Task to carry out => Quote the forum thread below word for word, from "There are three" through "lasted 5 years.", inclusive.

Text excerpt =>
☆ ☆ ☆ ☆ ☆ ☆ ☆

# You get what you pay for...



## rkober

I feel your pain. Even though I knew better I bought an off brand raised panel set b4 Christmas for a little project. It was $35+/- for a 3 bit set! I made a couple test runs and the joints were so loose I just boxed it up and returned it. Did it the old fashioned way which probably gave me more flexibility anyway.


----------



## thedude50

I have not seen this brand in the stores around here and I am very leery of brands I dont know.


----------



## Ken90712

Thx for the info. I feel your pain we have all done it.


----------



## cutworm

I bought a stacked rail and stile bit from them when I was learning to make doors. I made about 6 door frames and was satisfied with the bit.


----------



## roman

bs


----------



## roman

the blame gane


----------



## Moai

There are three reasons why I buy $140 New Balance Shoes:
1. Made in Usa 100%, that means part of that money will pay us workers.
2. They make my right size, US 14D.
3. The last pair I had, lasted 5 years.

As it is said in Spanish, "lo barato sale caro"!


----------



## waho6o9

Es la verdad Francisco.

☆ ☆ ☆ ☆ ☆ ☆ ☆

Record excerpts =>
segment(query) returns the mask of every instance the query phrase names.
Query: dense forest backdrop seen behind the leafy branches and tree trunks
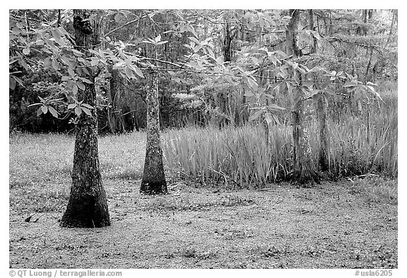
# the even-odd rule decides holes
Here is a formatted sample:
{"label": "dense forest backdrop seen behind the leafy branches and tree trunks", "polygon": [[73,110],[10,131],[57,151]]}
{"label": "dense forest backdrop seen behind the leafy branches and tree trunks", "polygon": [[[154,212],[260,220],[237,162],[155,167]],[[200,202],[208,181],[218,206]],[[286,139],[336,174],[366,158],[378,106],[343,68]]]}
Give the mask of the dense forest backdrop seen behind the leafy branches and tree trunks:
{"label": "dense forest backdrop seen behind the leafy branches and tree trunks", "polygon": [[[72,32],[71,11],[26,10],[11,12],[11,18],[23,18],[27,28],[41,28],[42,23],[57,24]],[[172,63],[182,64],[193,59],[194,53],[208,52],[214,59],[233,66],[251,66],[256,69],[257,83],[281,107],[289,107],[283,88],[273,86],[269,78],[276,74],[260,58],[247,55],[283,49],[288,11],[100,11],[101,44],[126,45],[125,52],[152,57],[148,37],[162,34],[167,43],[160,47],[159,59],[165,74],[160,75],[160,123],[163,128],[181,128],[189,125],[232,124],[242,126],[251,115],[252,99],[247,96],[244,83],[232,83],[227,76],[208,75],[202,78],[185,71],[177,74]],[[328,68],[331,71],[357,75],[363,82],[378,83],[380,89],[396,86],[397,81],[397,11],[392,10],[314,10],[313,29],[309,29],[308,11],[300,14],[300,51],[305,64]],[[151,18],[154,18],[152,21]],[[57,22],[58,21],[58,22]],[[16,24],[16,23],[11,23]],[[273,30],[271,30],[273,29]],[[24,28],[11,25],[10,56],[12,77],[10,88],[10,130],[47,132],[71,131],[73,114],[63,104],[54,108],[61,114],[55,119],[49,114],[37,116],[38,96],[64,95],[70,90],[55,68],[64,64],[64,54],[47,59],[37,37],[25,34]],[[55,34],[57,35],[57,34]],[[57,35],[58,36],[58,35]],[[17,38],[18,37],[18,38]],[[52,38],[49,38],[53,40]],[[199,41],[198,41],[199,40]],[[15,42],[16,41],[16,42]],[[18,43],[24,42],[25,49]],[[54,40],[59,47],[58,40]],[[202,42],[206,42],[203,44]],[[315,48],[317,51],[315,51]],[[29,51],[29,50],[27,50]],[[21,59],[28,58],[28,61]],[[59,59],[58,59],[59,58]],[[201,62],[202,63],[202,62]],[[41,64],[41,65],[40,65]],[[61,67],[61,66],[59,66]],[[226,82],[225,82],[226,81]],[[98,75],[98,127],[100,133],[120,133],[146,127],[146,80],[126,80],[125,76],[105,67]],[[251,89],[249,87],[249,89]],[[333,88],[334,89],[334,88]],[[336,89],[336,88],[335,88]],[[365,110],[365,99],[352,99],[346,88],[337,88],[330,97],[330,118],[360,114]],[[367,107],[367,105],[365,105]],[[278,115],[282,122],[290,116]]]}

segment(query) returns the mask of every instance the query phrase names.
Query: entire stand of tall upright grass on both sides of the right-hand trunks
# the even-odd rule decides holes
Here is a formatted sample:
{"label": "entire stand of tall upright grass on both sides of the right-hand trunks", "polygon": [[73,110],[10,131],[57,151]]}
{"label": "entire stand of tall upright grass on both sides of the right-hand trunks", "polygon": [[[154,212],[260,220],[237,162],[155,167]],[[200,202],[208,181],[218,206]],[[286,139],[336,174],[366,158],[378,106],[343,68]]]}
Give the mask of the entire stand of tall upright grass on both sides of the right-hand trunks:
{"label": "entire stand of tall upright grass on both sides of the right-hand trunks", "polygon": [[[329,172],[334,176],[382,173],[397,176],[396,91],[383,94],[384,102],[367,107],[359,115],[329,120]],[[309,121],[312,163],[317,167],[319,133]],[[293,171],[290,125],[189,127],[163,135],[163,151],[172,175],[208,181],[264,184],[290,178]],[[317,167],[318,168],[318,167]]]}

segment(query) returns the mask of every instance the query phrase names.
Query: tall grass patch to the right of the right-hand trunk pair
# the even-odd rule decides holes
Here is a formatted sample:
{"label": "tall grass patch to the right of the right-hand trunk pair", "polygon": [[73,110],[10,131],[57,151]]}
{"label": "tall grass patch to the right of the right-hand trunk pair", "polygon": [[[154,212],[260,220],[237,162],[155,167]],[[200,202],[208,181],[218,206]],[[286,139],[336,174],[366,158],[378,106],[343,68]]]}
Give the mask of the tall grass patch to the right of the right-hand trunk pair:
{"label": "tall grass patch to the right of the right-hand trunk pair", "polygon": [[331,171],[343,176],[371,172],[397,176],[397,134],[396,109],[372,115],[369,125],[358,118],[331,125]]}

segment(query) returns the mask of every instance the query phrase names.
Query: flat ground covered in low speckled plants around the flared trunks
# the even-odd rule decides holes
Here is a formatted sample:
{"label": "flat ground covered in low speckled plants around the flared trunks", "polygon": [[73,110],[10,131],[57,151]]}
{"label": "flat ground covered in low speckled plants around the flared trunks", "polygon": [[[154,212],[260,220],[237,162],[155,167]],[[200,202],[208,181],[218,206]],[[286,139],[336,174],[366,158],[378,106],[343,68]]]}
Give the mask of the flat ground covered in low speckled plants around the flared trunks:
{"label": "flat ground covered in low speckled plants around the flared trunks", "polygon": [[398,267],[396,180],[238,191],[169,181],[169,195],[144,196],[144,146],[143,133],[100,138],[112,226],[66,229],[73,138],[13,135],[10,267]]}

☆ ☆ ☆ ☆ ☆ ☆ ☆

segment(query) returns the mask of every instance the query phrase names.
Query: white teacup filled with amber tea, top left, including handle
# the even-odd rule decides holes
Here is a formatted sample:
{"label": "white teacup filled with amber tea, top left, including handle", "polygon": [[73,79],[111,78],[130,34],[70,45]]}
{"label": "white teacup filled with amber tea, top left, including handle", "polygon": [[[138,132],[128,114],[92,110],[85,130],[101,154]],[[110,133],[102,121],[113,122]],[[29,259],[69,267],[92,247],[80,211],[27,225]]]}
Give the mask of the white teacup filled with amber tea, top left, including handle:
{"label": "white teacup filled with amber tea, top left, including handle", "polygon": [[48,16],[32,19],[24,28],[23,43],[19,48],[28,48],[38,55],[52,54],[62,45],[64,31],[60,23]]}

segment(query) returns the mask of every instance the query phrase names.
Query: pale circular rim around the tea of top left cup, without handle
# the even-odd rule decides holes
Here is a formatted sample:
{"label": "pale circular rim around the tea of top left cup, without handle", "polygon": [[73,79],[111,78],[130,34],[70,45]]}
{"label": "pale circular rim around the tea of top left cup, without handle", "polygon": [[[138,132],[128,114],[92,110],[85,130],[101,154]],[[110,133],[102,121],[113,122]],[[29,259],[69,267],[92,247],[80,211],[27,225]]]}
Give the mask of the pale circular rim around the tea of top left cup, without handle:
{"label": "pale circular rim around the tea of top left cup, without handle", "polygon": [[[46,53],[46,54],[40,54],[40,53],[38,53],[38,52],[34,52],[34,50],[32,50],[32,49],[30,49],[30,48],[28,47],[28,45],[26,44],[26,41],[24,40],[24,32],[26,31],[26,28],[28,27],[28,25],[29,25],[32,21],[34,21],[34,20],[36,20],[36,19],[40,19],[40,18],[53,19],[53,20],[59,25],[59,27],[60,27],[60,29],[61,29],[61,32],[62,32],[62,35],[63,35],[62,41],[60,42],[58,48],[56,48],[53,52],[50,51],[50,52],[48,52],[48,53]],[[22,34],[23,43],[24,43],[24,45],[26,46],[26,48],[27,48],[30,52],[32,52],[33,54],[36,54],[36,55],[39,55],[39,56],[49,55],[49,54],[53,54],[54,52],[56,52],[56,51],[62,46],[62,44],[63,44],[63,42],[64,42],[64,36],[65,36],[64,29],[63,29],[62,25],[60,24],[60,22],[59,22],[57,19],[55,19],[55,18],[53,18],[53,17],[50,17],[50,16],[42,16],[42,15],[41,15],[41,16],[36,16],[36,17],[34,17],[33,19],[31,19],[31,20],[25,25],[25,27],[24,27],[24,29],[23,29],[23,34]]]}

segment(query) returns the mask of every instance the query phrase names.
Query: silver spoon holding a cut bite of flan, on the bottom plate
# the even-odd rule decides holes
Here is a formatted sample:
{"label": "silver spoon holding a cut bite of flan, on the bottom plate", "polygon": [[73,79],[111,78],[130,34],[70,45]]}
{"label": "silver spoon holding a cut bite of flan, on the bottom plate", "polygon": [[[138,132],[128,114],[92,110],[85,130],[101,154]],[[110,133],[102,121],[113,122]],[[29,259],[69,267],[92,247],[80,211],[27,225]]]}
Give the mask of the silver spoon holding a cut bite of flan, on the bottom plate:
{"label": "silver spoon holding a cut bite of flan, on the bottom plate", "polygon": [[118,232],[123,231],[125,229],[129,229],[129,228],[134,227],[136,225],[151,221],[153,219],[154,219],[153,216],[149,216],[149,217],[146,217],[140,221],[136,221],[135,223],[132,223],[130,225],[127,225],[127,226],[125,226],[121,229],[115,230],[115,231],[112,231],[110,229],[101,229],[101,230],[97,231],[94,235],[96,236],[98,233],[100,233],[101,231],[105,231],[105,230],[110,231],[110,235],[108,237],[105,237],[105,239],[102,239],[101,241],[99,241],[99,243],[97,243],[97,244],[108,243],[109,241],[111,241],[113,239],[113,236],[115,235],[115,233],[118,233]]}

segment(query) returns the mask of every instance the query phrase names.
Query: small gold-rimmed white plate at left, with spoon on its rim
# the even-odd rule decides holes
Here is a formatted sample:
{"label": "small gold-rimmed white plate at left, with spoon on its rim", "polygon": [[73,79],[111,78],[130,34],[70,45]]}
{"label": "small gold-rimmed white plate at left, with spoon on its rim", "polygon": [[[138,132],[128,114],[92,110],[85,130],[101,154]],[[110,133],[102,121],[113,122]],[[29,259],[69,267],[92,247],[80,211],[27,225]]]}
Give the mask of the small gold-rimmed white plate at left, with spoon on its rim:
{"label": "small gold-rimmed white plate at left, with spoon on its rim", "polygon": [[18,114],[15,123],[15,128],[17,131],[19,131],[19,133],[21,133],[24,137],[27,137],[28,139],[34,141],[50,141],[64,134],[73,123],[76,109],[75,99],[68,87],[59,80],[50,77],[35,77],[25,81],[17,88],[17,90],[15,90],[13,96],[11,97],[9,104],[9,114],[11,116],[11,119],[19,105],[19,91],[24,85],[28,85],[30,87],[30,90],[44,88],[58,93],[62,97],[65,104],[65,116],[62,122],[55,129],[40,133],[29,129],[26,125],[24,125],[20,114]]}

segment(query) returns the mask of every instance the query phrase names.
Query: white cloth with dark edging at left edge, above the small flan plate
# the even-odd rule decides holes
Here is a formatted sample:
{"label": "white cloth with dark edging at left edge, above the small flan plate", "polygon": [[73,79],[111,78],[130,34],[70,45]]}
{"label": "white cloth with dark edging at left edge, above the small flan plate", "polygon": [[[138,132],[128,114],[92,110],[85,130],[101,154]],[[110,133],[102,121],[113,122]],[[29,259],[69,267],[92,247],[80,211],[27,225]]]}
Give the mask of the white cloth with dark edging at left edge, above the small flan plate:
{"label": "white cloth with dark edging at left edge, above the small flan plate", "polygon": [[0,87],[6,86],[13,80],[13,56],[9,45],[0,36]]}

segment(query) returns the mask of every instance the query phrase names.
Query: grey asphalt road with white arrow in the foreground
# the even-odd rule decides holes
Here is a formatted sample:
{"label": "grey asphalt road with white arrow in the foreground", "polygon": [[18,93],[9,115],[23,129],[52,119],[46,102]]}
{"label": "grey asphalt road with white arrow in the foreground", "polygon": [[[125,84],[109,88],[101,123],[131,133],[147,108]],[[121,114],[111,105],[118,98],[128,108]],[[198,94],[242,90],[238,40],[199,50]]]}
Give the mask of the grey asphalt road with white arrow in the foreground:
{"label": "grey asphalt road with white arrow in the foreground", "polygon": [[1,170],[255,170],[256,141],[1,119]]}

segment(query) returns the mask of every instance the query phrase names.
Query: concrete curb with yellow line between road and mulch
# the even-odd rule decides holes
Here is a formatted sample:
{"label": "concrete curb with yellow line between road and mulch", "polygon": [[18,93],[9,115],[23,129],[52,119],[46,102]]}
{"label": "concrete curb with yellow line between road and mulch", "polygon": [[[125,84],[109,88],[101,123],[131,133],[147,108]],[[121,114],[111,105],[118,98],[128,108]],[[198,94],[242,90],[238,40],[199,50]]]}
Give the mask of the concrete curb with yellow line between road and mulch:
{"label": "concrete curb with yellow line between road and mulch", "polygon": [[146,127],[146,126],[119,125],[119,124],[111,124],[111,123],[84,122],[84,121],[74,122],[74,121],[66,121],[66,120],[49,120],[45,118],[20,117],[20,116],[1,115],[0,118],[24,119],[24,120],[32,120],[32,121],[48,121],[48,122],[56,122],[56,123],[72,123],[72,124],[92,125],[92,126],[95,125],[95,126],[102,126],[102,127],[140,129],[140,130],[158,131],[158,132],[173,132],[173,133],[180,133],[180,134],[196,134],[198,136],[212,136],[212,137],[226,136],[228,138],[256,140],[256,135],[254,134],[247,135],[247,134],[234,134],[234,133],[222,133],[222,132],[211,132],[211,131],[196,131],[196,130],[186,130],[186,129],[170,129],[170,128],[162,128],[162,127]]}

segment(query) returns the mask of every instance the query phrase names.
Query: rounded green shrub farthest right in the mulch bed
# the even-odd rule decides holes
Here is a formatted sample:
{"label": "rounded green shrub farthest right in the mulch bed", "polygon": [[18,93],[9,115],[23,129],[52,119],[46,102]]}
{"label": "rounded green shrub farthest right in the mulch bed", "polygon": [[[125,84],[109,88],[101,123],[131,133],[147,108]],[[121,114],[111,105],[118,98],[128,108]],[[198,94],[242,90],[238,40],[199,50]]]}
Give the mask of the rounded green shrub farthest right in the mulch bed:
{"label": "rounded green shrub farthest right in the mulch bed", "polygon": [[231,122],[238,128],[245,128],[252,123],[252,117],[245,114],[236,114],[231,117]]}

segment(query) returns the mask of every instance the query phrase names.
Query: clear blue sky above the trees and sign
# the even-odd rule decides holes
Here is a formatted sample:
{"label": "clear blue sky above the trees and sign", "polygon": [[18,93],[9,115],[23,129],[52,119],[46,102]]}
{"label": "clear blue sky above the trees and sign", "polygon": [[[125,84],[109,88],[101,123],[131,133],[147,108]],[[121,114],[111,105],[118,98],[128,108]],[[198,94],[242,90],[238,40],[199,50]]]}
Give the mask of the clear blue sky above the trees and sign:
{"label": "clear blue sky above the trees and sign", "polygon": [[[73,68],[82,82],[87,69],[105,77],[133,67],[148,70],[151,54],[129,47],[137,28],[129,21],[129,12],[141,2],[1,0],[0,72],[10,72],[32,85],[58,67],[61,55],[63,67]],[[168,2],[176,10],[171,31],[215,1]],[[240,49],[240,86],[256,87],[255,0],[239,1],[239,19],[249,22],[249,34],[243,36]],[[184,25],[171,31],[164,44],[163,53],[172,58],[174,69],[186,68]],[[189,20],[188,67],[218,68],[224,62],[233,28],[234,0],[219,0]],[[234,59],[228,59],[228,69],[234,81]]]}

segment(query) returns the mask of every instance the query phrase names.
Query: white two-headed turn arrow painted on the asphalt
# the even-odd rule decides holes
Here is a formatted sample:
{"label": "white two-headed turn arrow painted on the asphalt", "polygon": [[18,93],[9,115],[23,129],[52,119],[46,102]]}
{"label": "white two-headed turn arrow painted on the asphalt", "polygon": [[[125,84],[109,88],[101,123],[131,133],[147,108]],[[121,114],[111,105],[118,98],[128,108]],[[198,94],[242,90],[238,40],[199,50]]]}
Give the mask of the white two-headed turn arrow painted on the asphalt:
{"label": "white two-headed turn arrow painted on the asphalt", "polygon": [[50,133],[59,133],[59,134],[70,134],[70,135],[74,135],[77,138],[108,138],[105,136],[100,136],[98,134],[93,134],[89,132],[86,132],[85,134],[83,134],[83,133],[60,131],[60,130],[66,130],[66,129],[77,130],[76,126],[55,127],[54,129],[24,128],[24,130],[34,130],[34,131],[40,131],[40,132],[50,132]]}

☆ ☆ ☆ ☆ ☆ ☆ ☆

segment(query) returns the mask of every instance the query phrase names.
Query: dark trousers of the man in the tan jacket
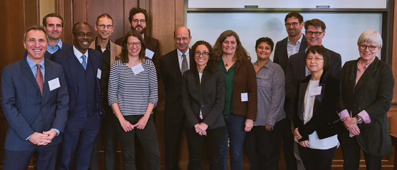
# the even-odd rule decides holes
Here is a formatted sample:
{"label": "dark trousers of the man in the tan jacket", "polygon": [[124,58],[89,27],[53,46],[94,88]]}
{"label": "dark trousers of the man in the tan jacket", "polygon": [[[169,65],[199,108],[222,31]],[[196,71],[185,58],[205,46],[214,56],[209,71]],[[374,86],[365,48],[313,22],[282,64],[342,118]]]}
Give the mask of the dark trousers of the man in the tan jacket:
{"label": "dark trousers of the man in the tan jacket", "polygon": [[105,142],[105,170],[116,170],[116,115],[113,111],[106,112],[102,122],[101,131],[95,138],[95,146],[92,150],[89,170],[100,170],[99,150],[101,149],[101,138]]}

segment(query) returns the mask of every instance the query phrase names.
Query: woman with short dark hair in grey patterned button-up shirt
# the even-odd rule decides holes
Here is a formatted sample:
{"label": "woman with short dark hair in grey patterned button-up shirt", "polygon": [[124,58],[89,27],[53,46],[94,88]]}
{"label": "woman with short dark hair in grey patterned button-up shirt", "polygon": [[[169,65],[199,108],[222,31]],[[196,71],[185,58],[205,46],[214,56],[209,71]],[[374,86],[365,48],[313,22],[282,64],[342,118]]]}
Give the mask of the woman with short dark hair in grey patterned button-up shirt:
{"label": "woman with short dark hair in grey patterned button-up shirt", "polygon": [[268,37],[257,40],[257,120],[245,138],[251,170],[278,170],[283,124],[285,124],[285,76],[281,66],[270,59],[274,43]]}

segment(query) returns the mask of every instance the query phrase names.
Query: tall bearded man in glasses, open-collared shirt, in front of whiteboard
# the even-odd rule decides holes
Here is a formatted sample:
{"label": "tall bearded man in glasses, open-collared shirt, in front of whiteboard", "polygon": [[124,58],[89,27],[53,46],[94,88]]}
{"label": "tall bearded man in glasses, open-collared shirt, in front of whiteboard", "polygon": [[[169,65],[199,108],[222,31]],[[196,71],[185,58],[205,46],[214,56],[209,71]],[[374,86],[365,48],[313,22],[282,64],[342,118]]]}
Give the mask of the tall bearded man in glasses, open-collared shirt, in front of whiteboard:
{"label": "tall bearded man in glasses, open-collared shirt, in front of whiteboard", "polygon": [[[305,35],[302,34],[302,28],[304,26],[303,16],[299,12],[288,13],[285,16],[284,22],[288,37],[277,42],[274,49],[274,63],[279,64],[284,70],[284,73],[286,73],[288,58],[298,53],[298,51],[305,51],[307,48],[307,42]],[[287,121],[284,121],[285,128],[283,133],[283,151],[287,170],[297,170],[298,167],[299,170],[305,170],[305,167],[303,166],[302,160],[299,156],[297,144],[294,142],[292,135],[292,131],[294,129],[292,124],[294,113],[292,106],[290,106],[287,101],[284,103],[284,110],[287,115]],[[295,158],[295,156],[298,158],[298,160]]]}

☆ ☆ ☆ ☆ ☆ ☆ ☆

Your response =>
There are three reasons why I buy $140 New Balance Shoes:
1. Made in Usa 100%, that means part of that money will pay us workers.
2. They make my right size, US 14D.
3. The last pair I had, lasted 5 years.